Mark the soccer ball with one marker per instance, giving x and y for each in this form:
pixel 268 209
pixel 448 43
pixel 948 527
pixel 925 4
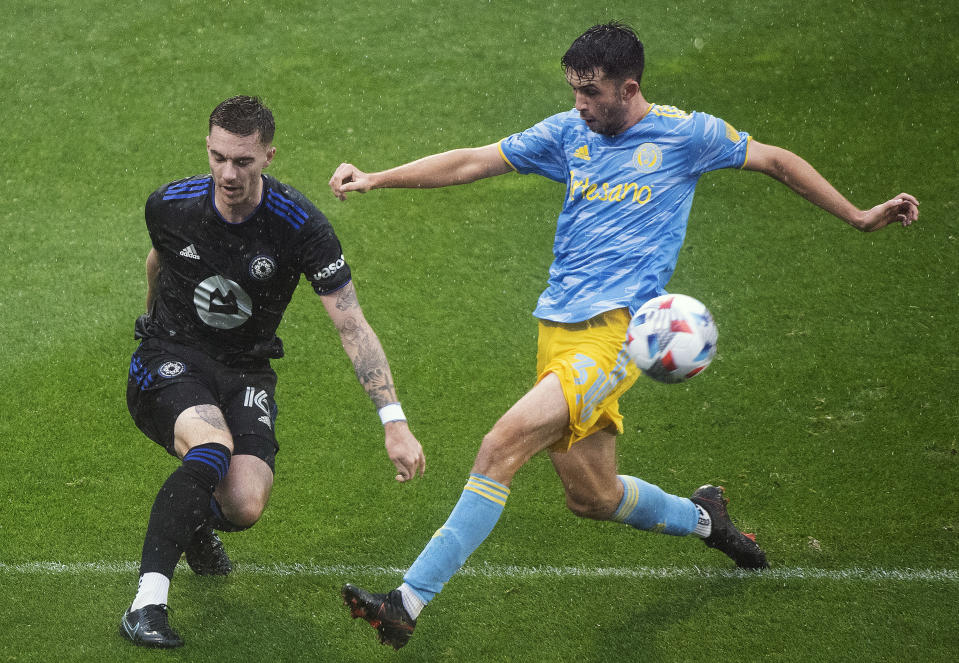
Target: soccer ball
pixel 672 338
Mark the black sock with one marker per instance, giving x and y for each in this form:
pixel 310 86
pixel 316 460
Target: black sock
pixel 181 506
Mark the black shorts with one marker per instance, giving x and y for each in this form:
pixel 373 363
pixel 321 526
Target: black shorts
pixel 167 378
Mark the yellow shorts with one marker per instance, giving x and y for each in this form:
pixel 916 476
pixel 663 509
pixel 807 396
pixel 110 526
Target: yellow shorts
pixel 590 360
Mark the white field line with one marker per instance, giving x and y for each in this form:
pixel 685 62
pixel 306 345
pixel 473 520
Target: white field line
pixel 495 571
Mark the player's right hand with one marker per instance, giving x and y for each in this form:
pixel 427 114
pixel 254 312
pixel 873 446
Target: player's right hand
pixel 347 178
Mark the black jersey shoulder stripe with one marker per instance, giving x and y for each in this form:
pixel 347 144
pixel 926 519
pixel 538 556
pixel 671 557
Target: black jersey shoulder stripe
pixel 191 188
pixel 286 209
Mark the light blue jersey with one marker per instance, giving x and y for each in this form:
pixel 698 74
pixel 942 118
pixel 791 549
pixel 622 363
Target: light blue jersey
pixel 627 202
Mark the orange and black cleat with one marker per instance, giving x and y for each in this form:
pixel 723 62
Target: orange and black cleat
pixel 384 612
pixel 725 537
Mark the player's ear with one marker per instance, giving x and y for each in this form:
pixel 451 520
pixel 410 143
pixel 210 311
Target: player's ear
pixel 629 89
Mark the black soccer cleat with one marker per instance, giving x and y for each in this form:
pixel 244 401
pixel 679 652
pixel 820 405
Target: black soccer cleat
pixel 725 537
pixel 384 612
pixel 149 627
pixel 206 555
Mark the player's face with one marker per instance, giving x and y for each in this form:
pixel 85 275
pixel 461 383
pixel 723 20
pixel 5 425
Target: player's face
pixel 237 163
pixel 600 102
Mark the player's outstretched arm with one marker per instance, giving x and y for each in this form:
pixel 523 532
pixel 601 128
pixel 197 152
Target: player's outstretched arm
pixel 373 372
pixel 798 175
pixel 445 169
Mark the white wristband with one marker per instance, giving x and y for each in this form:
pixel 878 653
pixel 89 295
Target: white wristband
pixel 391 412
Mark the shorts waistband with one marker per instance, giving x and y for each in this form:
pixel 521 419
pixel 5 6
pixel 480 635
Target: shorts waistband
pixel 601 320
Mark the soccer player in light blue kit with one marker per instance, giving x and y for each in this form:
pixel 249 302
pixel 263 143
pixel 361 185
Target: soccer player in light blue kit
pixel 630 168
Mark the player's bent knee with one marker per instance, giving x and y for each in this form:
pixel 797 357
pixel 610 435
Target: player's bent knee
pixel 243 515
pixel 592 508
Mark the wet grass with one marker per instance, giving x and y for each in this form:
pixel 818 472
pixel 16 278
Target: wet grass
pixel 830 413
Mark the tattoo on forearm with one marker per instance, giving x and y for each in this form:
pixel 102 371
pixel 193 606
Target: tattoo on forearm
pixel 369 362
pixel 346 299
pixel 211 415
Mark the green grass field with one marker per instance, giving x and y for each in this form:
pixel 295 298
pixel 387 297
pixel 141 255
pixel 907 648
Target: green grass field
pixel 830 413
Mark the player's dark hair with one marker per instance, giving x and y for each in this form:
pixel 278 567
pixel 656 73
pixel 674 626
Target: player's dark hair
pixel 244 116
pixel 612 47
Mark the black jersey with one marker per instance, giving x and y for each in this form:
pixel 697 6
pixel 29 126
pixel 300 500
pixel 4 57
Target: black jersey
pixel 223 287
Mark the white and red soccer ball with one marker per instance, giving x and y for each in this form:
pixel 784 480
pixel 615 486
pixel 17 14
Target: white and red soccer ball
pixel 672 338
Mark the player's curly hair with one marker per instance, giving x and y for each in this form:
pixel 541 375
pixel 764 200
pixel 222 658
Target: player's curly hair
pixel 612 47
pixel 244 116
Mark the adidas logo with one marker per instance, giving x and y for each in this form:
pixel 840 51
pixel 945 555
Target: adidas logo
pixel 190 252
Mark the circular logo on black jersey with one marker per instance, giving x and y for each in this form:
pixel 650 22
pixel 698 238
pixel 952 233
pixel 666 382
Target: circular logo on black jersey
pixel 222 303
pixel 171 369
pixel 262 267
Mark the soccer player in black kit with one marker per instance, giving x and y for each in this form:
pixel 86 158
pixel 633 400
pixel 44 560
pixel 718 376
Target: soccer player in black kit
pixel 228 252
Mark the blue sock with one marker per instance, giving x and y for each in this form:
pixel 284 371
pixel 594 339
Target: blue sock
pixel 471 521
pixel 650 508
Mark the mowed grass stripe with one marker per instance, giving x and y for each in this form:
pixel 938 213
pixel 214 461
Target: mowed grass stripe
pixel 498 571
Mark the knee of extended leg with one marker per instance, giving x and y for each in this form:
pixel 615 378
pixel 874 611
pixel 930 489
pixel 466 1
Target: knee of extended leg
pixel 589 506
pixel 243 516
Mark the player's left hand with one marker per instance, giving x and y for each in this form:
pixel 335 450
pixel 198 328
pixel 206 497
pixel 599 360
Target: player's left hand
pixel 903 209
pixel 404 450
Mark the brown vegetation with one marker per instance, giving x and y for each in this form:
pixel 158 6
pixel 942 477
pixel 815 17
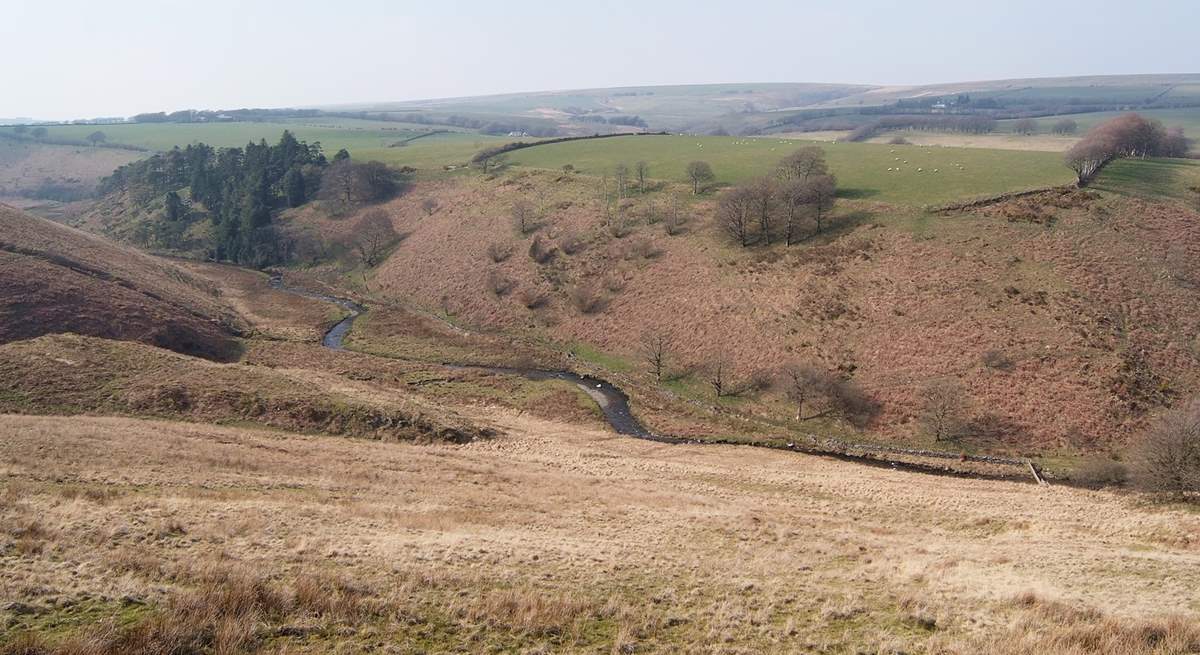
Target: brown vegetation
pixel 54 278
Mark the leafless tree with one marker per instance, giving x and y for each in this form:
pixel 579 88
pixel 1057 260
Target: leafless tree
pixel 943 409
pixel 821 193
pixel 349 184
pixel 803 163
pixel 805 383
pixel 676 220
pixel 735 211
pixel 1025 126
pixel 793 198
pixel 1167 461
pixel 718 373
pixel 655 349
pixel 1065 126
pixel 622 175
pixel 372 235
pixel 762 198
pixel 499 252
pixel 701 174
pixel 523 216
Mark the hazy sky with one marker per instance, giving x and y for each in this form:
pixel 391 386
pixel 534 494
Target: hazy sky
pixel 100 58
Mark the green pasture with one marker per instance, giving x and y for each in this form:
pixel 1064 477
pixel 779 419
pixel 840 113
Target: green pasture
pixel 919 175
pixel 365 139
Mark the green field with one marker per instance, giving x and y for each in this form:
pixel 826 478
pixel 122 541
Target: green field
pixel 862 168
pixel 1186 118
pixel 1151 178
pixel 365 139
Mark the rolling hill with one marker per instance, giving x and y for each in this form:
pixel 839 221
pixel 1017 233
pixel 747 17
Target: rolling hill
pixel 54 278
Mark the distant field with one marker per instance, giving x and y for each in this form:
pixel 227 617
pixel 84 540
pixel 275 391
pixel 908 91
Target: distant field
pixel 862 168
pixel 364 138
pixel 1187 118
pixel 1151 178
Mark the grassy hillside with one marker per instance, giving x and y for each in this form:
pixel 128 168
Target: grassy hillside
pixel 364 138
pixel 73 374
pixel 919 175
pixel 61 280
pixel 1086 294
pixel 557 540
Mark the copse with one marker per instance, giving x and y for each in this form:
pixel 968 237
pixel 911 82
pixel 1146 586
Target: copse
pixel 797 200
pixel 1127 136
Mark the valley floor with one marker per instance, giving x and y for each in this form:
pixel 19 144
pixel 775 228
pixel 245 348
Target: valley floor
pixel 558 538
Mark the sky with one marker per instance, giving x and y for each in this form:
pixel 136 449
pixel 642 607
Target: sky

────────────────────────────────────────

- _Given exercise_
Transcribe the entries above verbatim, omitting their pictures.

- _Completed exercise_
Mark the soccer ball with one marker per instance, giving x and y for each in this form:
pixel 268 209
pixel 448 43
pixel 948 527
pixel 925 4
Target: soccer ball
pixel 672 338
Mark the black sock with one marker per instance, giving x and y for each in this form:
pixel 310 86
pixel 316 460
Target: black sock
pixel 181 506
Mark the black shorts with one marker per instance, giving x and y for each in this form:
pixel 373 363
pixel 321 526
Target: black shorts
pixel 167 378
Mark the yellow shorts with one marker per instance, giving x and y for each in this form:
pixel 916 476
pixel 663 509
pixel 807 396
pixel 110 526
Target: yellow shorts
pixel 590 360
Mark the white field line with one marker per instance, giving x and y for each in this form:
pixel 685 62
pixel 306 345
pixel 473 520
Target: white field line
pixel 495 571
Mark the player's right hand with one marker per instance, giving x and y for each in this form:
pixel 427 114
pixel 254 312
pixel 873 446
Target: player's right hand
pixel 347 178
Mark the black jersey shoulder stripe with one marker per instance, giving x and y for each in this form:
pixel 347 144
pixel 926 519
pixel 538 556
pixel 671 557
Target: black jersey shoulder stripe
pixel 191 188
pixel 286 209
Mark the light blue jersey with one marker per instance, giving x and y for each in this form:
pixel 698 74
pixel 942 118
pixel 791 549
pixel 622 363
Target: light blue jersey
pixel 627 202
Mark the orange and black cleat with one marker per instance, giving x and y for each in this form:
pixel 723 62
Target: orange and black cleat
pixel 384 612
pixel 725 537
Mark the player's ear with one marker per instance, giving x and y for each in this form:
pixel 451 520
pixel 410 143
pixel 210 311
Target: player's ear
pixel 629 89
Mark the black soccer cleat with one marker per instance, giving x and y for each in this form:
pixel 244 401
pixel 679 652
pixel 820 405
Target: black soccer cleat
pixel 725 537
pixel 384 612
pixel 149 627
pixel 206 555
Mark the player's face with one marker per instance, giving x and y for each in this form:
pixel 85 275
pixel 461 383
pixel 723 20
pixel 5 425
Target: player's face
pixel 237 163
pixel 600 102
Mark the player's outstretched arm with one marker per instance, giving x and y for each in this form:
pixel 523 532
pixel 601 128
pixel 197 152
Target: player's outstretched arm
pixel 373 372
pixel 798 175
pixel 445 169
Mark the white wristband with one marker per instance, giving x and y for each in this form:
pixel 878 653
pixel 89 295
Target: white wristband
pixel 391 412
Mark the shorts waistband with one marker per instance, giving x and y for each in this form:
pixel 521 419
pixel 5 6
pixel 480 635
Target: shorts waistband
pixel 601 320
Mark the soccer player in light blue kit with one marker per instance, giving x and y for each in this form:
pixel 249 302
pixel 263 143
pixel 361 185
Target: soccer player in light blue kit
pixel 630 168
Mark the player's bent knee with one marker per instance, giving x and y for each in this form:
pixel 797 357
pixel 610 435
Target: player's bent knee
pixel 243 515
pixel 592 508
Mark the wet grass with one marker per instance, giving x and y for each in this form:
pixel 818 472
pixel 16 278
Target: wet grass
pixel 830 413
Mark the tattoo on forearm with one marker per instance, giving x and y for each in this form:
pixel 102 371
pixel 193 606
Target: tattoo on forearm
pixel 369 362
pixel 346 299
pixel 211 415
Mark the green grass field with one marker per instance, giving x and y for each in this form:
pixel 295 298
pixel 387 297
pixel 141 255
pixel 907 648
Target: green grass field
pixel 830 413
Mark the player's dark hair with one marker per instance, giving x and y for each in this form:
pixel 278 567
pixel 656 73
pixel 674 626
Target: player's dark hair
pixel 244 116
pixel 612 47
Mark the black jersey with one marker per instance, giving x and y for each in this form:
pixel 697 6
pixel 29 126
pixel 300 500
pixel 4 57
Target: black jersey
pixel 223 287
Mark the white and red soccer ball with one marker per instance, giving x and y for each in this form:
pixel 784 480
pixel 615 486
pixel 17 14
Target: white and red soccer ball
pixel 672 338
Mark the player's curly hair with one marker per instance, giving x and y for each in this form:
pixel 541 375
pixel 764 200
pixel 222 658
Target: player's curly hair
pixel 612 47
pixel 244 116
Mark the adidas logo with one marker per instance, giving x and y for each in this form:
pixel 840 51
pixel 945 555
Target: adidas logo
pixel 190 252
Mark the circular logo on black jersey with one marker per instance, giving x and y for each in this form:
pixel 650 22
pixel 698 238
pixel 952 233
pixel 666 382
Target: circular logo on black jersey
pixel 222 303
pixel 171 369
pixel 262 267
Mark the soccer player in black kit with one marker per instance, giving x and y for each in this form:
pixel 86 158
pixel 633 400
pixel 44 560
pixel 718 376
Target: soccer player in black kit
pixel 228 252
Mark the blue sock with one marker per instance, giving x and y for each in this form:
pixel 284 371
pixel 594 339
Target: blue sock
pixel 471 521
pixel 650 508
Mark the mowed grass stripe with one marker per instance, giving x and y for each in this form:
pixel 938 213
pixel 214 461
Target: mowed grass stripe
pixel 498 571
Mark the knee of extended leg with one marker per instance, giving x and y for each in this form:
pixel 615 378
pixel 874 611
pixel 930 489
pixel 466 1
Target: knee of extended leg
pixel 589 506
pixel 243 516
Mark the player's left hand with one marker per instance, giving x and y for each in this form:
pixel 335 450
pixel 198 328
pixel 206 497
pixel 599 360
Target: player's left hand
pixel 903 209
pixel 404 450
Mark the brown vegetation with one marker per instance, giving x and y for each in this form:
pixel 158 6
pixel 942 477
pixel 815 17
Target: brown vegetation
pixel 54 278
Mark the leafless tree with one marker per instance, giving x and y for each in this form:
pixel 579 88
pixel 1057 260
Target: leafless tree
pixel 943 409
pixel 821 193
pixel 349 184
pixel 803 163
pixel 805 383
pixel 676 220
pixel 735 211
pixel 1025 126
pixel 793 198
pixel 1167 461
pixel 718 373
pixel 655 349
pixel 1065 126
pixel 622 175
pixel 372 235
pixel 762 198
pixel 499 252
pixel 701 174
pixel 523 216
Mark the hazy sky with one marker per instance, giving x and y for each in this form:
pixel 391 386
pixel 534 494
Target: hazy sky
pixel 100 58
Mark the green pasture with one marker per instance, giving x and y for each in this form:
pixel 1064 477
pixel 779 419
pixel 840 113
Target: green pasture
pixel 919 175
pixel 365 139
Mark the green field with one marker per instance, giving x and y for each in this form:
pixel 826 478
pixel 122 541
Target: green field
pixel 862 168
pixel 1186 118
pixel 1151 178
pixel 365 139
Mark the rolling hill with one marker per instance, giving x and y for each in this form:
pixel 839 221
pixel 1017 233
pixel 747 17
Target: rolling hill
pixel 54 278
Mark the distant field with one marker per instance, giving x and y for each in this form:
pixel 227 617
pixel 84 540
pixel 275 391
pixel 908 91
Target: distant field
pixel 862 168
pixel 364 138
pixel 1187 118
pixel 1151 178
Mark the grassy hillside with one marker per instance, giving x and y for each in this form:
pixel 128 168
Target: grassy hillside
pixel 364 138
pixel 73 374
pixel 919 175
pixel 61 280
pixel 1086 294
pixel 557 540
Mark the copse with one marker per instance, giving x and y for each in this form:
pixel 968 237
pixel 911 82
pixel 1146 586
Target: copse
pixel 797 200
pixel 1127 136
Mark the valley floor with one marker per instance, giving x and y for each in this form:
pixel 19 144
pixel 775 228
pixel 245 348
Target: valley floor
pixel 558 538
Mark the sky with one marker per instance, giving x and y for each in this form:
pixel 136 449
pixel 642 607
Target: sky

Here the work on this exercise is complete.